* _Direction_: Can you reproduce the listing below with every "top-left corner" replaced by "upper-left corner" and nothing else changed?

(Items listed in a dataset)
-- Start --

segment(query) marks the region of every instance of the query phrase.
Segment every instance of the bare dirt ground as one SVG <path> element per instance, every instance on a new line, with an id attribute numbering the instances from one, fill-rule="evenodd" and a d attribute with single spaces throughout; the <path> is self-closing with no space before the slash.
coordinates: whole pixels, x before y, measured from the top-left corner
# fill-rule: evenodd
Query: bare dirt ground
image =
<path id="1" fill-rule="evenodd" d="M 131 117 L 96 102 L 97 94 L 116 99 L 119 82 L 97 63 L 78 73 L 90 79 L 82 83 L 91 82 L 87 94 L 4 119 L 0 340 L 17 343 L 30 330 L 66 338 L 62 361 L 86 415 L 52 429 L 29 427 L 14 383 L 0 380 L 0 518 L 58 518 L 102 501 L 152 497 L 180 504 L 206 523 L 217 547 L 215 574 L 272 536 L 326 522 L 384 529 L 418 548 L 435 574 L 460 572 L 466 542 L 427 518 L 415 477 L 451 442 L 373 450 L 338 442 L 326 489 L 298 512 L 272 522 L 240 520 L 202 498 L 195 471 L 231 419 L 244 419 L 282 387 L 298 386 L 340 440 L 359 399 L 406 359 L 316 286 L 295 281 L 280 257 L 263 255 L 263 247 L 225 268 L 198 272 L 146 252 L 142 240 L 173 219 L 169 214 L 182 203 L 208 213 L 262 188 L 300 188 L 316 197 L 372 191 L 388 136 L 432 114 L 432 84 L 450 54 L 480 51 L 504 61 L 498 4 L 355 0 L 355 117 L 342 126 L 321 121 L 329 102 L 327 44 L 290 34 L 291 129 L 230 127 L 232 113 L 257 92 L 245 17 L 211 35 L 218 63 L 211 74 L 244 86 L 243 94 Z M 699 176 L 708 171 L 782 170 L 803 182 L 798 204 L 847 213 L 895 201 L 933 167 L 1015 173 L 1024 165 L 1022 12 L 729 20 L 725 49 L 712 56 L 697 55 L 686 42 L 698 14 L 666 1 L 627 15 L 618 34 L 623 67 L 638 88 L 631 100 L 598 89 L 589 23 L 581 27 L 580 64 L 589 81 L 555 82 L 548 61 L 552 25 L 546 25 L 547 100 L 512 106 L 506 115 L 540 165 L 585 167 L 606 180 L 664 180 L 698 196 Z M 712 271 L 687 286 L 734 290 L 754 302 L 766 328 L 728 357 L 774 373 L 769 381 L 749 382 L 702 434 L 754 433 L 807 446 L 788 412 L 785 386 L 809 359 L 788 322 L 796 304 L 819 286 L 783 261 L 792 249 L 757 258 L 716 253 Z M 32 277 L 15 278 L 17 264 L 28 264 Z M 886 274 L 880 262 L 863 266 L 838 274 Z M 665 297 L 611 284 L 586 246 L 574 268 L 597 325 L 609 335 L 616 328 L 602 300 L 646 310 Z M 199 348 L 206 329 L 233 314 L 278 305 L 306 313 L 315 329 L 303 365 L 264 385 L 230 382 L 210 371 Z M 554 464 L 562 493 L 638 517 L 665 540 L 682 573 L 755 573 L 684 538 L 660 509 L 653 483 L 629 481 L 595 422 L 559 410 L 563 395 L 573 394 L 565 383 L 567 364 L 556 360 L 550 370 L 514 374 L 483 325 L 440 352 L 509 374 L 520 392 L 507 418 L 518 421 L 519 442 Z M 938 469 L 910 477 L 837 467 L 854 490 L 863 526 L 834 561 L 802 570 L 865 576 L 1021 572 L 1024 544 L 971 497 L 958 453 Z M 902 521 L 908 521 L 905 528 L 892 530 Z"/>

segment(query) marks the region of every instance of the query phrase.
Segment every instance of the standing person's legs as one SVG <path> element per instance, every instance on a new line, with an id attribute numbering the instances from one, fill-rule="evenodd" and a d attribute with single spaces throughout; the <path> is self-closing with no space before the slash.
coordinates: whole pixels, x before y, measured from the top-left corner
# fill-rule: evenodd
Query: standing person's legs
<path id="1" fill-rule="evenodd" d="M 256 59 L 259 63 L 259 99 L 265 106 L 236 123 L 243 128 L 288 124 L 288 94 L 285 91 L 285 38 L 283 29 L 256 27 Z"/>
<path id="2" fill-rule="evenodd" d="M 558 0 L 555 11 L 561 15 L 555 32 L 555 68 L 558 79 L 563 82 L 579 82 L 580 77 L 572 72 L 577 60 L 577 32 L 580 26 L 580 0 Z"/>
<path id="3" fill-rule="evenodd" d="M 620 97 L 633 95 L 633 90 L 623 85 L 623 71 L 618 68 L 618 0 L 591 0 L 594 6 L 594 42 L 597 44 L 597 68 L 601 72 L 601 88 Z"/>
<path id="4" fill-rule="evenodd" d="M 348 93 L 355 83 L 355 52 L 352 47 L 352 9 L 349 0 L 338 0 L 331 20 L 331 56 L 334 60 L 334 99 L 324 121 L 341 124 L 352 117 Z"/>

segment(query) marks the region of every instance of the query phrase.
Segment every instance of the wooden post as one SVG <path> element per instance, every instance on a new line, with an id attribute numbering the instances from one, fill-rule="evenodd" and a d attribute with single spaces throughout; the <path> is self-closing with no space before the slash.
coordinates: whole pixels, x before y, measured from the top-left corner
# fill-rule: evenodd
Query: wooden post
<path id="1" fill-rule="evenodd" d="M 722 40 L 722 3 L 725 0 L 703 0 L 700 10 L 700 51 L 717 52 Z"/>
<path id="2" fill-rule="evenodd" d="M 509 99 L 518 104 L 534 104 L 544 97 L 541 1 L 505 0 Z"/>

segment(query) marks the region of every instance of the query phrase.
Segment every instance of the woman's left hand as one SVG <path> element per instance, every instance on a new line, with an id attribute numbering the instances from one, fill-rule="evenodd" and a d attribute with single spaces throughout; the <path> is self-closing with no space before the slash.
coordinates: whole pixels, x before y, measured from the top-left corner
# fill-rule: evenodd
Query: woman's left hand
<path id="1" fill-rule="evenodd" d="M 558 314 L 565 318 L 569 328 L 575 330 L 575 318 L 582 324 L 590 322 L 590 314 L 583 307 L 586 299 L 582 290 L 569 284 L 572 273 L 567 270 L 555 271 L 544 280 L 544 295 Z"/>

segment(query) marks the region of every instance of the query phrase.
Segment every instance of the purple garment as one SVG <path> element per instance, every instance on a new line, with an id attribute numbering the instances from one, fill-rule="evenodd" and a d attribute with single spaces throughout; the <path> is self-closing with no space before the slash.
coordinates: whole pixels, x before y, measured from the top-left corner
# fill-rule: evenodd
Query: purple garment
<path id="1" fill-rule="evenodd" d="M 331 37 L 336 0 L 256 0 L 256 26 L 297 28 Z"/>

-- End --

* _Reply to the exercise_:
segment(query) marks the region of every instance of the query phrase.
Segment every instance of the bare dirt ground as one SVG <path> element per instance, every instance on a new line, with an id attribute numbering the instances from one, fill-rule="evenodd" and a d attribute with single spaces throughout; the <path> is self-closing with no space before the slash.
coordinates: whole pixels, x before y, measured from the upper-left corner
# fill-rule: evenodd
Query: bare dirt ground
image =
<path id="1" fill-rule="evenodd" d="M 131 117 L 96 102 L 97 94 L 116 99 L 119 82 L 97 63 L 78 73 L 90 79 L 82 83 L 91 82 L 87 94 L 4 119 L 0 340 L 17 343 L 30 330 L 66 338 L 62 361 L 86 415 L 52 429 L 29 427 L 14 383 L 0 380 L 0 518 L 58 518 L 102 501 L 152 497 L 180 504 L 206 523 L 217 547 L 215 574 L 272 536 L 326 522 L 384 529 L 418 548 L 435 574 L 460 572 L 466 542 L 427 518 L 415 477 L 451 442 L 373 450 L 338 442 L 326 489 L 298 512 L 272 522 L 240 520 L 202 498 L 195 471 L 231 419 L 244 419 L 282 387 L 298 386 L 340 440 L 359 399 L 406 359 L 316 286 L 295 281 L 280 257 L 263 255 L 263 247 L 225 268 L 198 272 L 146 252 L 142 240 L 173 219 L 169 214 L 182 203 L 208 213 L 262 188 L 300 188 L 316 197 L 372 191 L 388 136 L 432 114 L 432 84 L 450 54 L 480 51 L 504 61 L 498 4 L 355 0 L 355 117 L 342 126 L 321 121 L 329 102 L 327 44 L 290 34 L 291 129 L 230 127 L 232 113 L 257 92 L 245 17 L 211 35 L 218 63 L 211 74 L 244 86 L 243 94 Z M 699 176 L 708 171 L 782 170 L 803 182 L 798 204 L 847 213 L 895 201 L 933 167 L 1015 173 L 1024 165 L 1022 12 L 729 20 L 725 49 L 712 56 L 697 55 L 686 42 L 698 14 L 666 1 L 627 15 L 618 34 L 623 67 L 638 88 L 631 100 L 598 89 L 589 23 L 581 27 L 580 64 L 589 81 L 555 82 L 548 61 L 552 25 L 546 25 L 547 100 L 512 106 L 506 115 L 540 165 L 585 167 L 606 180 L 664 180 L 698 196 Z M 712 271 L 687 286 L 734 290 L 754 302 L 766 328 L 728 357 L 774 373 L 769 381 L 749 382 L 702 434 L 754 433 L 807 446 L 788 412 L 785 386 L 809 359 L 788 322 L 796 304 L 819 286 L 783 261 L 792 249 L 757 258 L 716 253 Z M 32 277 L 15 278 L 17 264 L 28 264 Z M 886 274 L 880 262 L 863 266 L 838 274 Z M 665 297 L 611 284 L 586 246 L 574 268 L 597 325 L 609 335 L 616 328 L 602 300 L 646 310 Z M 199 348 L 206 329 L 233 314 L 278 305 L 306 313 L 315 329 L 303 365 L 264 385 L 230 382 L 210 371 Z M 554 464 L 562 493 L 638 517 L 665 540 L 682 573 L 755 573 L 684 538 L 660 509 L 653 483 L 629 481 L 595 422 L 559 410 L 563 395 L 573 394 L 565 383 L 567 364 L 556 360 L 550 370 L 514 374 L 483 325 L 440 352 L 509 374 L 520 392 L 507 418 L 518 421 L 519 442 Z M 938 469 L 910 477 L 837 467 L 854 490 L 863 526 L 834 561 L 802 570 L 865 576 L 1021 572 L 1024 544 L 971 497 L 958 453 Z M 902 521 L 908 521 L 905 528 L 892 530 Z"/>

segment(query) marks the region of every instance of the query phrase.
Segment every instance of the standing person's legs as one SVG <path> element per instance, every instance on a new line, with an id attribute numbering the instances from one, fill-rule="evenodd" and a d attribute with single spaces throughout; the <path> is self-closing with no space before the slash.
coordinates: whole pixels, x before y, measured from the upper-left corner
# fill-rule: evenodd
Query: standing person's legs
<path id="1" fill-rule="evenodd" d="M 256 59 L 259 63 L 259 99 L 265 106 L 236 123 L 243 128 L 288 124 L 288 94 L 285 91 L 285 38 L 283 29 L 256 27 Z"/>
<path id="2" fill-rule="evenodd" d="M 558 0 L 555 11 L 561 15 L 555 32 L 555 68 L 558 79 L 563 82 L 579 82 L 580 77 L 572 72 L 577 60 L 577 32 L 580 26 L 580 0 Z"/>
<path id="3" fill-rule="evenodd" d="M 620 97 L 633 95 L 633 90 L 623 85 L 623 71 L 618 68 L 618 0 L 591 0 L 594 6 L 594 42 L 597 44 L 597 68 L 601 72 L 601 88 Z"/>
<path id="4" fill-rule="evenodd" d="M 348 93 L 355 83 L 355 52 L 352 47 L 352 9 L 349 0 L 338 0 L 331 20 L 331 56 L 334 60 L 334 99 L 324 121 L 341 124 L 352 117 Z"/>

segment(query) marks the region of every instance of the query phrase.
Segment every instance of the wooden post as one SVG <path> element per instance, every instance on a new line, with an id attribute numbering the instances from one, fill-rule="evenodd" and a d attribute with single spaces throughout; the <path> is self-closing with no space before the slash.
coordinates: whole pixels, x before y, measured from the upper-left corner
# fill-rule: evenodd
Query: wooden post
<path id="1" fill-rule="evenodd" d="M 722 40 L 722 3 L 725 0 L 703 0 L 700 10 L 700 51 L 717 52 Z"/>
<path id="2" fill-rule="evenodd" d="M 509 99 L 518 104 L 534 104 L 544 97 L 541 1 L 505 0 Z"/>

segment(query) marks the region of every instance of the query phrase.
Segment every instance of the woman's left hand as one SVG <path> element per instance, every instance on a new line, with an id attribute numbering the instances from one, fill-rule="evenodd" and a d attribute with single spaces throughout; the <path> is self-closing with no space before the slash.
coordinates: whole pixels, x before y, measured from the upper-left corner
# fill-rule: evenodd
Query: woman's left hand
<path id="1" fill-rule="evenodd" d="M 558 314 L 565 318 L 569 328 L 575 330 L 575 318 L 582 324 L 590 322 L 590 314 L 583 307 L 586 299 L 582 290 L 569 284 L 572 273 L 567 270 L 555 271 L 544 280 L 544 295 Z"/>

segment(query) marks the region of every instance of the query phrase.
Segment every instance of the purple garment as one SVG <path> element per instance, every instance on a new line, with an id attribute numbering the instances from one, fill-rule="evenodd" and a d attribute with single spaces throughout; the <path> is self-closing with no space before the slash.
coordinates: whole pixels, x before y, measured from the upper-left corner
# fill-rule: evenodd
Query: purple garment
<path id="1" fill-rule="evenodd" d="M 331 37 L 336 0 L 256 0 L 256 26 L 297 28 Z"/>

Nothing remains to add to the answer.